◆ Document excerpt:
☆ ☆ ☆

(My original homepage, preserved for posterity) | A dusk to remember in Costa Rica. |
I've just joined the site and will now attempt to throw something together here. I don't have a scanner to load my travel pics in, something I will try to make happen very soon.
I really love the idea of this site and am glad I stumbled onto it. A combination of a travel info site with a personalized bulletin board type thing - great idea. I enjoyed chatting with many of you yesterday and reading about your experiences, and look forward to much more.
As to the eternal question "Why do we travel?", I'd love to give a deep and meaningful answer but, as I imply in the title of this page, I just don't have it in me. You see, I really don't think it's the "why" that matters. I just love it, so I try to do it as much as I can. I don't ask myself, while eating a chocolate truffle or my favorite ice cream, "Yes, but why do I love it so?", It's irrelevant I guess. Your taste buds like what they like, and it's simply up to each of us to figure out what that is. Nor did I question the reason for the shivers up the back of my neck when I first began listening to Van Morrison years ago. I knew what those shivers were trying to tell me, so I listened more, and more. And then there's my beloved surfing, which I enjoy as much as anything in the world. It's so fun I can't even tell you. I purposely live right across the street from a surf break so I can do it whenever I want. I refrain from having a 9 to 5 job for the same reason. When I have a good day in the water I feel elated, confident, at peace. It's effected me that way for over 15 years, and I know it always will. Why? I don't know and I don't care. That's all part of the divine mystery, you might say.

☆ ☆ ☆

◆ Items:
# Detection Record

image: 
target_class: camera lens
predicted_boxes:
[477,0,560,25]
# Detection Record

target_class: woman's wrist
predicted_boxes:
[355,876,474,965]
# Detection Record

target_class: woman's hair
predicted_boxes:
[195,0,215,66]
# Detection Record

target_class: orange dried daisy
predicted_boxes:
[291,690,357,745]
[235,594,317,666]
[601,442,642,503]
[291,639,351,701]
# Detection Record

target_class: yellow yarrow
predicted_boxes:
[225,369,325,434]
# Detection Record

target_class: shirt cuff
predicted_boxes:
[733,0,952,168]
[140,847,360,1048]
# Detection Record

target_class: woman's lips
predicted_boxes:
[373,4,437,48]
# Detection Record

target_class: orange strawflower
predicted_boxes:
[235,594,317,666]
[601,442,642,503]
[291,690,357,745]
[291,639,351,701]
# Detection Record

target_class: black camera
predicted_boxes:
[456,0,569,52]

☆ ☆ ☆

◆ Instructions for the task:
Please copy out the whole travel homepage text above, word for word.

◆ Response:
(My original homepage, preserved for posterity) | A dusk to remember in Costa Rica. |
I've just joined the site and will now attempt to throw something together here. I don't have a scanner to load my travel pics in, something I will try to make happen very soon.
I really love the idea of this site and am glad I stumbled onto it. A combination of a travel info site with a personalized bulletin board type thing - great idea. I enjoyed chatting with many of you yesterday and reading about your experiences, and look forward to much more.
As to the eternal question "Why do we travel?", I'd love to give a deep and meaningful answer but, as I imply in the title of this page, I just don't have it in me. You see, I really don't think it's the "why" that matters. I just love it, so I try to do it as much as I can. I don't ask myself, while eating a chocolate truffle or my favorite ice cream, "Yes, but why do I love it so?", It's irrelevant I guess. Your taste buds like what they like, and it's simply up to each of us to figure out what that is. Nor did I question the reason for the shivers up the back of my neck when I first began listening to Van Morrison years ago. I knew what those shivers were trying to tell me, so I listened more, and more. And then there's my beloved surfing, which I enjoy as much as anything in the world. It's so fun I can't even tell you. I purposely live right across the street from a surf break so I can do it whenever I want. I refrain from having a 9 to 5 job for the same reason. When I have a good day in the water I feel elated, confident, at peace. It's effected me that way for over 15 years, and I know it always will. Why? I don't know and I don't care. That's all part of the divine mystery, you might say.